**Stored data:**
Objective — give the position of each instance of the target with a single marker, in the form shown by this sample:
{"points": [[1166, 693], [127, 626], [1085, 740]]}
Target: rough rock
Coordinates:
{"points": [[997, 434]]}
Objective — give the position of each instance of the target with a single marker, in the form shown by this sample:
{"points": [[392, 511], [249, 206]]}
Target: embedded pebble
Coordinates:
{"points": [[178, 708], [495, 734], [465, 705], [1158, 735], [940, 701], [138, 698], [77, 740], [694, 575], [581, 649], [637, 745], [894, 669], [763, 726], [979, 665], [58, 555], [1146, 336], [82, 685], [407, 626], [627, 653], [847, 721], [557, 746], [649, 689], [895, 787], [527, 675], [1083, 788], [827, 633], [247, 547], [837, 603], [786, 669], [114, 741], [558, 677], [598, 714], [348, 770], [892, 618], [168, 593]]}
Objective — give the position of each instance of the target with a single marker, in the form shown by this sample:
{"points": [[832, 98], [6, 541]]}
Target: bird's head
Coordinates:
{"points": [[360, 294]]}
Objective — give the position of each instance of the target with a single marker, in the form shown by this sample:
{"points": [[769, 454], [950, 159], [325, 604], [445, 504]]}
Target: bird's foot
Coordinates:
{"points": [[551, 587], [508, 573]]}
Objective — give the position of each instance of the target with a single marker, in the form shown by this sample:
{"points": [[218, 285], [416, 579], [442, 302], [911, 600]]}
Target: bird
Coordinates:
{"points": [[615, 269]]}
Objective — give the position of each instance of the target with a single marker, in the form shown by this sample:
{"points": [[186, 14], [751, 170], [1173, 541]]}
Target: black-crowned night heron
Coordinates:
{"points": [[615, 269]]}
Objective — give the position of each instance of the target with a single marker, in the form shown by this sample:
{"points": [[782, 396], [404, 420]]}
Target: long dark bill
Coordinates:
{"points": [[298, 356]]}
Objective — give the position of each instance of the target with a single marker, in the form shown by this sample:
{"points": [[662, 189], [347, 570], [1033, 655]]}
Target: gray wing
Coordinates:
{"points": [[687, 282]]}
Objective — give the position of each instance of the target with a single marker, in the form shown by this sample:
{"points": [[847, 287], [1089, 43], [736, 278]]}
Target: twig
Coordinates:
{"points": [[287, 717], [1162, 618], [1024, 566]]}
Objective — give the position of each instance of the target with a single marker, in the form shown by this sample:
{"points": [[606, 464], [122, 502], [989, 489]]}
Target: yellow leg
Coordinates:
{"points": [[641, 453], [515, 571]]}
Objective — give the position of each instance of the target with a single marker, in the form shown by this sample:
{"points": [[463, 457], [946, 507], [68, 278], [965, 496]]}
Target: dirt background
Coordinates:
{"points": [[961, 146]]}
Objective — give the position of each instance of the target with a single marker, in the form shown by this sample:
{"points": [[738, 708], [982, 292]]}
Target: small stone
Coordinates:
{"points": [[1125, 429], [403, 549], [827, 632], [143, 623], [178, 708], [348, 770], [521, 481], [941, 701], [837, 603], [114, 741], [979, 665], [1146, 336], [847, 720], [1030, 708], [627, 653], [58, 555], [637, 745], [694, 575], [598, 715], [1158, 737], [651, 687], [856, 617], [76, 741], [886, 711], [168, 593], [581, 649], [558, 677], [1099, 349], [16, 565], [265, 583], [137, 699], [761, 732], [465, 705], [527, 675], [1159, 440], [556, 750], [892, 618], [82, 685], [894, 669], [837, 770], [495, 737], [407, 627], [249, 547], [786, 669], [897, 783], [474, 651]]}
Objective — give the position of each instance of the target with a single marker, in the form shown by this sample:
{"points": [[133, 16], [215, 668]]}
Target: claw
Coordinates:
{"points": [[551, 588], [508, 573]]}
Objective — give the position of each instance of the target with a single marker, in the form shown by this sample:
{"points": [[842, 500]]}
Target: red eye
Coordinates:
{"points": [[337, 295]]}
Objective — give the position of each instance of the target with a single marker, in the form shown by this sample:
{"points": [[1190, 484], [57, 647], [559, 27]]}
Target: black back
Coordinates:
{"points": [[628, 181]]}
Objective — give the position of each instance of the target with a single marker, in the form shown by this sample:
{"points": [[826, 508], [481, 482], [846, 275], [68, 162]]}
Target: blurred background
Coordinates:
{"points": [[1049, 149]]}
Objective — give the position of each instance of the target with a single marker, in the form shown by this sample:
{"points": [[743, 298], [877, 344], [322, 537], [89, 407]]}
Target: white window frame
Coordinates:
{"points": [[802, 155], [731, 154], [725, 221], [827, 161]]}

**What the task asks:**
Emit the records above again, exactly, with no line skipped.

**Response:**
Objective — give the position of each instance of the target with a single marker, in the form shown by this sample:
{"points": [[1166, 693], [127, 626], [1085, 740]]}
Target: rough rock
Coordinates:
{"points": [[997, 434]]}
Objective — give the position of each instance of the target with a single marker, in the form shown by this sample:
{"points": [[392, 511], [249, 206]]}
Target: embedded pebble
Coordinates:
{"points": [[178, 708], [495, 734], [465, 705], [1158, 735], [940, 701], [138, 698], [77, 740], [694, 575], [581, 649], [637, 745], [894, 669], [763, 726], [979, 665], [58, 555], [1146, 336], [82, 685], [407, 626], [627, 653], [847, 721], [557, 746], [649, 689], [895, 787], [527, 675], [1083, 788], [827, 633], [247, 547], [837, 603], [786, 669], [114, 741], [558, 677], [598, 714], [348, 770], [892, 618], [168, 593]]}
Objective — give the position of each instance of the target with a single marker, in the form shown by this sample:
{"points": [[832, 98], [6, 541]]}
Target: bird's head
Coordinates:
{"points": [[360, 294]]}
Objective — give the position of each instance of the target with a single marker, in the form shown by this sample:
{"points": [[769, 454], [950, 159], [325, 604], [445, 504]]}
Target: bird's foot
Coordinates:
{"points": [[551, 587], [508, 573]]}
Objective — give the position of each instance of the target with a single marker, in the form shown by this sample:
{"points": [[218, 285], [416, 579], [442, 302], [911, 600]]}
Target: bird
Coordinates:
{"points": [[615, 269]]}
Objective — give the position of each instance of the target with a single marker, in the form shown by this sample:
{"points": [[186, 14], [751, 170], [1173, 541]]}
Target: black-crowned night heron
Coordinates:
{"points": [[615, 269]]}
Objective — give the position of each instance of the target with a single marker, in the form shown by this sample:
{"points": [[782, 396], [404, 420]]}
Target: long dark bill
Coordinates:
{"points": [[298, 356]]}
Objective — give the position of each instance of the target with a single marker, in the form shown by this sample:
{"points": [[662, 189], [347, 570], [1033, 655]]}
Target: gray wing
Coordinates:
{"points": [[687, 282]]}
Objective — give the position of each instance of the target with a single marker, in the form shown by this sample:
{"points": [[847, 287], [1089, 43], [736, 278]]}
Target: twig
Coordinates:
{"points": [[287, 717], [1162, 618], [1024, 566]]}
Objective — give the position of each instance of the target with a single marker, in the form shown by this sample:
{"points": [[606, 464], [122, 502], [989, 489]]}
Target: yellow leg
Coordinates:
{"points": [[641, 453], [515, 571]]}
Objective — give the position of each instance of the target with a single marker, in the form shown by this sample:
{"points": [[463, 457], [946, 507], [68, 278], [965, 496]]}
Target: dirt background
Coordinates:
{"points": [[961, 146]]}
Objective — give the position of each instance of the target with a single marker, in the form shown by this sample:
{"points": [[738, 708], [982, 292]]}
Target: small stone
Coordinates:
{"points": [[1125, 429], [403, 549], [827, 632], [143, 623], [178, 708], [348, 770], [521, 481], [941, 701], [837, 603], [114, 741], [979, 665], [1146, 336], [847, 720], [1030, 708], [627, 653], [58, 555], [637, 745], [694, 575], [598, 715], [1158, 737], [651, 687], [856, 617], [76, 741], [886, 711], [168, 593], [581, 649], [558, 677], [1099, 349], [16, 565], [265, 583], [137, 699], [761, 732], [465, 705], [527, 675], [1159, 440], [556, 750], [892, 618], [82, 685], [894, 669], [837, 770], [495, 737], [407, 627], [249, 547], [786, 669], [897, 783], [474, 651]]}
Objective — give the position of each instance of the target with a single marker, in the form shown by this sample:
{"points": [[133, 16], [215, 668]]}
Target: claw
Coordinates:
{"points": [[551, 588], [508, 573]]}
Objective — give the position of each instance of the target with a single marker, in the form shown by this sample:
{"points": [[842, 500]]}
Target: red eye
Coordinates:
{"points": [[337, 295]]}
Objective — give the position of each instance of the target with a single marker, in the form shown by this sample:
{"points": [[1190, 484], [57, 647], [559, 27]]}
Target: black back
Coordinates:
{"points": [[628, 181]]}
Objective — give the position of each instance of the target with a single marker, in the form shown by this sample:
{"points": [[826, 508], [481, 482], [846, 275], [68, 162]]}
Target: blurred background
Coordinates:
{"points": [[1049, 149]]}
Objective — give the position of each instance of the target with a single marker, in the form shown by this sample:
{"points": [[743, 298], [877, 344], [322, 537], [89, 407]]}
Target: white window frame
Coordinates:
{"points": [[802, 155], [731, 154], [725, 221], [827, 161]]}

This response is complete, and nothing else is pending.